# [Текст]
-*-

Еще в те годы, когда Эрнест учился в оук-паркской школе, его живо интересовал мир преступности и насилия. Теперь он стал знакомиться с чикагским дном и писать о нем. 28 мая 1921 года «Стар уикли» опубликовала любопытный очерк Хемингуэя под заголовком: «Бурная политическая война между гангстерами в Чикаго».
В этот год Хемингуэй внимательным, оценивающим и скептическим глазом присматривался к различным сторонам американской действительности.
Эти критические настроения были характерны для всей компании молодых людей, собиравшихся в квартире Смитов. Они с отвращением относились к торгашескому духу бизнеса, пронизывавшему всю жизнь Америки. И то обстоятельство, что большинство из них было связано по работе с рекламными агентствами, только способствовало ироническому отношению к «американскому образу жизни». Они издевались над этим всепроникающим и всеобъемлющим духом купли-продажи, ставшим кумиром современной им Америки. Дональд Райт писал: «Мы часами развлекались, рассказывая всякие истории о недоумках, которые были нашими боссами в рекламных агентствах».
В 30-е годы Райт написал для журнала «Адвертайзинг энд Селлинг» серию статей под общим названием «Молодой журналист со Среднего Запада вспоминает». В одной из этих статей он вспоминал гостей Смитов как пример одной из «многочисленных компаний людей, занимавшихся литературно-рекламной работой» в Чикаго, и описывал «пародийные планы рекламы», которыми Хемингуэй развлекал их по вечерам.
Однажды у них зашел спор о национальном характере американцев. Видимо, Смит пытался как-то утихомирить резкий антиамериканизм Хемингуэя, который все чаще заявлял своим друзьям, что не хочет жить в этой стране. Хемингуэй, много думавший о прошедшей войне и старавшийся осмыслить для себя ее опыт и уроки, провел в защиту своей позиции параллель между национальным характером итальянцев и американцев. Он рассказывал, что итальянцы переживали как личное унижение и позор поражение их армии при Капоретто, и изобразил в лицах, как реагировали бы на такое поражение американцы. «В этом случае, — сказал он Смиту, — первые же четверо американских солдат организовали бы квартет и назвали бы себя в афишах «Парни из Капоретто».
Именно в таком саркастическом свете изображал он своих соотечественников в статьях, публикуемых им в «Торонто стар уикли». Примером тому может служить статья, опубликованная 19 февраля 1921 года. В ней он фантазировал о том, что происходило бы в древнем английском городе Стратфорде после того, как американцы купили бы себе гражданство Шекспира. «Английский городок на Эньоне украсился американскими флагами, на всех зданиях вывешены плакаты: «Мы хотели Билла, и мы его получили! Да, Билл!» Демонстранты несли куклу Шекспира в костюме широко разрекламированного американского портного с надписью: «Великий Билл Шекспир — стопроцентный американец!»

-*-

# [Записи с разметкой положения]
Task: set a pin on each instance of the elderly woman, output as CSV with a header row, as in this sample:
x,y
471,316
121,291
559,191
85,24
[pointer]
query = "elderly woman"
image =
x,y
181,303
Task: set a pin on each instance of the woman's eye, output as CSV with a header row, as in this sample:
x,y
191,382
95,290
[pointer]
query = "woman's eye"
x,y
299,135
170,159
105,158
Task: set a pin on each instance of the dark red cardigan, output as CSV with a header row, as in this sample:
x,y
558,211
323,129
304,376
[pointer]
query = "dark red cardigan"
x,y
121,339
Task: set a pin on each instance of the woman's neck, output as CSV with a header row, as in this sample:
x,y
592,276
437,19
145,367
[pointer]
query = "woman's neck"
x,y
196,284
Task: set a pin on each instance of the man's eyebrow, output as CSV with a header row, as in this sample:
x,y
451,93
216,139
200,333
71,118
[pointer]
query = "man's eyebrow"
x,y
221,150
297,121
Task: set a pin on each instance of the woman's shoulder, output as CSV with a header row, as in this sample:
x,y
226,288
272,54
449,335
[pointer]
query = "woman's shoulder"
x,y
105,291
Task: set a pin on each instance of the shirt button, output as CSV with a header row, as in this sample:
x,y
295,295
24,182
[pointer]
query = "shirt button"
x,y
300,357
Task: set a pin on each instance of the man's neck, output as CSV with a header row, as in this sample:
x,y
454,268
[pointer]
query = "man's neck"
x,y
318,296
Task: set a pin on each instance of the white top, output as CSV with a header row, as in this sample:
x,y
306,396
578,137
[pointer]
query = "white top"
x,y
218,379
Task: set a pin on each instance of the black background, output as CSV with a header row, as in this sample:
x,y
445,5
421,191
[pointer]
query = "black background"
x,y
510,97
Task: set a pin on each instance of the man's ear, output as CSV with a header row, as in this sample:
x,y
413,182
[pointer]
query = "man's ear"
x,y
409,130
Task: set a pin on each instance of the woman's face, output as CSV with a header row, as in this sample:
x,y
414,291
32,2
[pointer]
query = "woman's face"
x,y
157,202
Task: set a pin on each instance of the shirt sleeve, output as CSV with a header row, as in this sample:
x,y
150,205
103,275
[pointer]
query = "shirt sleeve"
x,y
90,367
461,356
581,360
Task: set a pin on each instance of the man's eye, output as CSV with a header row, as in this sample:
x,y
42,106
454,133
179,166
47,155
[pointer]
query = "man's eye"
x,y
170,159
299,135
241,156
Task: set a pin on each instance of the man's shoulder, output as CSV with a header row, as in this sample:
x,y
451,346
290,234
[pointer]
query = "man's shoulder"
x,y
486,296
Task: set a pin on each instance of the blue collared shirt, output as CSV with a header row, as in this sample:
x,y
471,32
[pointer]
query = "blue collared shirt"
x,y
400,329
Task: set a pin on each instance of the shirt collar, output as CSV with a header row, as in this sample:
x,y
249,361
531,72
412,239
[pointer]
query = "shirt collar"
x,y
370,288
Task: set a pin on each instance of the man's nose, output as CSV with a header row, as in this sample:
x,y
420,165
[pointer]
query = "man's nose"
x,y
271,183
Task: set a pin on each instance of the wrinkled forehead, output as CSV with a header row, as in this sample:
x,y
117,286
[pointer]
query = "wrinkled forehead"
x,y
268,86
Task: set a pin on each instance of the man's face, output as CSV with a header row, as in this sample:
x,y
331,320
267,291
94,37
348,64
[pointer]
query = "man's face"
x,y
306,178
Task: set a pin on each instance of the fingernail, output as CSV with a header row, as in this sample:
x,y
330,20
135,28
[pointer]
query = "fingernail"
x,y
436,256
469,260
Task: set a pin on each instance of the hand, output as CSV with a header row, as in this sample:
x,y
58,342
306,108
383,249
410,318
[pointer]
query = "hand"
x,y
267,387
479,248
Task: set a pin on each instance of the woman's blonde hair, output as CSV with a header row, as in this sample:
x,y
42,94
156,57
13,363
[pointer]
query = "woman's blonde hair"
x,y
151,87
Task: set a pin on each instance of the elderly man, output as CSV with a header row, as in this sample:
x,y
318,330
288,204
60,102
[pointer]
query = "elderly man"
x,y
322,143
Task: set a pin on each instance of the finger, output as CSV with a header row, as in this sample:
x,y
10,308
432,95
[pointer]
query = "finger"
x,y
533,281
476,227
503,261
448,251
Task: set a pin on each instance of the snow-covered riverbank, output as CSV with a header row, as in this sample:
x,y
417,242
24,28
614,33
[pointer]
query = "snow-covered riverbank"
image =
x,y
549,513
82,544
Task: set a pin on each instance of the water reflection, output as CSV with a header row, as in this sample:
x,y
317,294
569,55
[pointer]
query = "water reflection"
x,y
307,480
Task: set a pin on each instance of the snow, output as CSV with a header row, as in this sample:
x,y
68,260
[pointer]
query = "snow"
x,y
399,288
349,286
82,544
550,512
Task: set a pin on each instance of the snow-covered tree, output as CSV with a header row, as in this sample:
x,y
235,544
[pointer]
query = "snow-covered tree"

-*-

# [Ваши задания]
**1.** Как, по словам Хемингуэя в тексте о Хемингуэе, назвали бы себя в афишах первые четверо американских солдат после поражения при Капоретто?
**2.** Воспроизведите дословно фрагмент текста о Хемингуэе от «Еще в те годы, когда» до «сторонам американской действительности.».
**3.** Продолжите текст о Хемингуэе с того места, на котором он обрывается.
Записи представляют собой отдельный материал.

# [Ответы к заданиям]
**1.** «Парни из Капоретто».

**2.**
Еще в те годы, когда Эрнест учился в оук-паркской школе, его живо интересовал мир преступности и насилия. Теперь он стал знакомиться с чикагским дном и писать о нем. 28 мая 1921 года «Стар уикли» опубликовала любопытный очерк Хемингуэя под заголовком: «Бурная политическая война между гангстерами в Чикаго».
В этот год Хемингуэй внимательным, оценивающим и скептическим глазом присматривался к различным сторонам американской действительности.

**3.**
21 мая Хемингуэй напечатал пародийную рекламу американских курортов:
«Великолепное озеро Мухобойное гнездится, как язва, в самом сердце больших северных лесов. Вокруг него громоздятся величественные горы. А над ними высится величественное небо. Со всех сторон его окружают величественные берега. А берега усеяны величественной дохлой рыбой — заснувшей от скуки.
Улыбающееся озеро Ва-Ва всегда улыбается. Оно улыбается, глядя на людей, которые крадутся, мрачные и неулыбающиеся, вдоль его берегов. Улыбающееся озеро Ва-Ва знает, что это люди из гостиницы «Улыбающийся окунь». Ва-Ва видит, что эти люди голодны. Оно видит их исхудалые лица и лихорадочный блеск в их глазах, когда они отмахиваются от туч москитов. Улыбающееся озеро Ва-Ва знает, о чем думают эти люди, гуляя вдоль его берегов. Они ждут не дождутся, когда кончатся две недели их отпуска».
Знакомство Хемингуэя с «Кооперативным обществом Америки» Гаррисона Паркера тоже не способствовало доброму отношению к нравам деловой Америки. Зарегистрировано оно было на имя жены Паркера, которая к тому же еще получала 500 долларов в неделю в качестве мифического секретаря одного из филиалов общества. Паркер и двое его помощников распоряжались деньгами вкладчиков по своему усмотрению и бесконтрольно, занимаясь, как потом выяснилось, чистой спекуляцией.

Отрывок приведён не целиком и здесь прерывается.